Written task:
Write out the passage on volatile-element depletion and manganese in Earth's core in full, word for word.

== Quoted passage ==

The depletion pattern of volatile elements on Earth and other differentiated terrestrial bodies provides a unique insight as to the nature and origin of planetary building blocks. The processes responsible for the depletion of volatile elements range from the early incomplete condensation in the solar nebula to the late de-volatilization induced by heating and impacting during planetary accretion after the dispersion of the H2-rich nebular gas. Furthermore, as many volatile elements are also siderophile (metal-loving), it is often difficult to deconvolve the effect of volatility from core formation. With the notable exception of the Earth, all the differentiated terrestrial bodies for which we have samples have non-chondritic Mn/Na ratios, taken as a signature of post-nebular volatilization. The bulk silicate Earth (BSE) is unique in that its Mn/Na ratio is chondritic, which points to a nebular origin for the depletion; unless the Mn/Na in the BSE is not that of the bulk Earth (BE), and has been affected by core formation through the partitioning of Mn in Earth’s core. Here we quantify the metal–silicate partitioning behavior of Mn at deep magma ocean pressure and temperature conditions directly applicable to core formation. The experiments show that Mn becomes more siderophile with increasing pressure and temperature. Modeling the partitioning of Mn during core formation by combining our results with previous data at lower P–T conditions, we show that the core likely contains a significant fraction (20 to 35%) of Earth’s Mn budget. However, we show that the derived Mn/Na value of the bulk Earth still lies on the volatile-depleted end of a trend defined by chondritic meteorites in a Mn/Na vs Mn/Mg plot, which tend to higher Mn/Na with increasing volatile depletion. This suggests that the material that formed the Earth recorded similar chemical fractionation processes for moderately volatile elements as chondrites in the solar nebula, and experienced limited post nebular volatilization.

===
== Dataset excerpts ==

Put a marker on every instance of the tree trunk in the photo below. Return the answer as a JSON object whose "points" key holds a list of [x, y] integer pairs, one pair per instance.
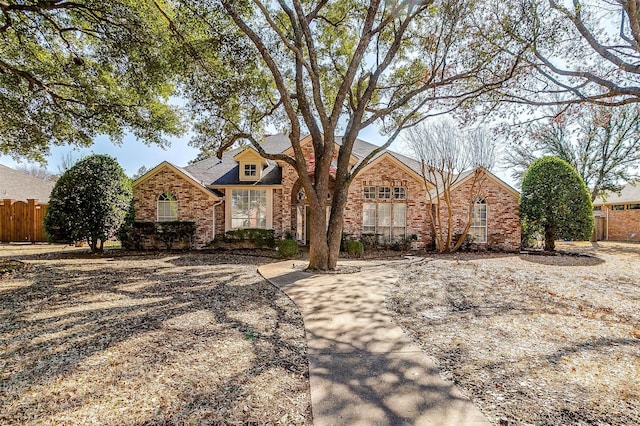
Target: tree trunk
{"points": [[549, 238], [335, 225], [318, 247]]}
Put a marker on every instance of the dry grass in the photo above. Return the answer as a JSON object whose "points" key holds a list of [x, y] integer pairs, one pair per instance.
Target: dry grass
{"points": [[144, 340], [533, 339]]}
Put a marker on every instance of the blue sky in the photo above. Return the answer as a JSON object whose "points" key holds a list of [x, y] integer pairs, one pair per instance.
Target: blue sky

===

Answer to this task:
The depletion pattern of volatile elements on Earth and other differentiated terrestrial bodies provides a unique insight as to the nature and origin of planetary building blocks. The processes responsible for the depletion of volatile elements range from the early incomplete condensation in the solar nebula to the late de-volatilization induced by heating and impacting during planetary accretion after the dispersion of the H2-rich nebular gas. Furthermore, as many volatile elements are also siderophile (metal-loving), it is often difficult to deconvolve the effect of volatility from core formation. With the notable exception of the Earth, all the differentiated terrestrial bodies for which we have samples have non-chondritic Mn/Na ratios, taken as a signature of post-nebular volatilization. The bulk silicate Earth (BSE) is unique in that its Mn/Na ratio is chondritic, which points to a nebular origin for the depletion; unless the Mn/Na in the BSE is not that of the bulk Earth (BE), and has been affected by core formation through the partitioning of Mn in Earth’s core. Here we quantify the metal–silicate partitioning behavior of Mn at deep magma ocean pressure and temperature conditions directly applicable to core formation. The experiments show that Mn becomes more siderophile with increasing pressure and temperature. Modeling the partitioning of Mn during core formation by combining our results with previous data at lower P–T conditions, we show that the core likely contains a significant fraction (20 to 35%) of Earth’s Mn budget. However, we show that the derived Mn/Na value of the bulk Earth still lies on the volatile-depleted end of a trend defined by chondritic meteorites in a Mn/Na vs Mn/Mg plot, which tend to higher Mn/Na with increasing volatile depletion. This suggests that the material that formed the Earth recorded similar chemical fractionation processes for moderately volatile elements as chondrites in the solar nebula, and experienced limited post nebular volatilization.